» Material provided
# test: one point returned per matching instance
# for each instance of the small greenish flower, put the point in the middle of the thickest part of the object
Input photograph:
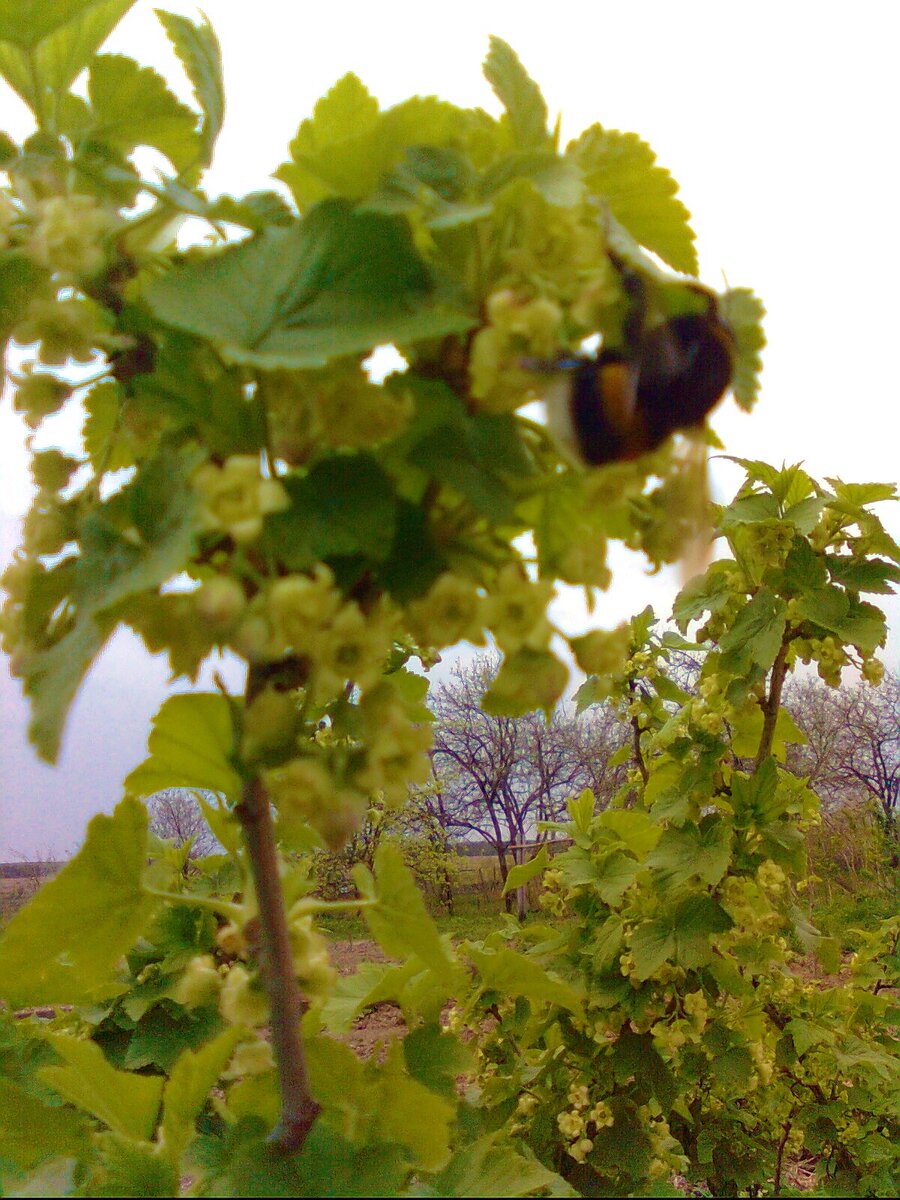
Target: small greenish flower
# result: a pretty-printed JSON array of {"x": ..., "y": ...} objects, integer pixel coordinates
[
  {"x": 516, "y": 610},
  {"x": 66, "y": 329},
  {"x": 243, "y": 1000},
  {"x": 67, "y": 238},
  {"x": 235, "y": 498},
  {"x": 300, "y": 606},
  {"x": 39, "y": 395},
  {"x": 449, "y": 613}
]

» What you should do
Rewrite the lines above as a numbered list, leaving out blank lines and the picture.

» Expected output
1. # test: one point returned per matching instance
2. # for each instance of the small greenish flower, put the point in the middle of the thickest part of the object
3. Input photograph:
4. Target: small greenish flower
5. # result: a pretty-printed JSON array of {"x": ..., "y": ...} objects, integer pixel coordinates
6. [
7.   {"x": 516, "y": 610},
8.   {"x": 66, "y": 329},
9.   {"x": 243, "y": 1000},
10.   {"x": 67, "y": 238},
11.   {"x": 235, "y": 498},
12.   {"x": 300, "y": 606},
13.   {"x": 39, "y": 395},
14.   {"x": 449, "y": 613}
15. ]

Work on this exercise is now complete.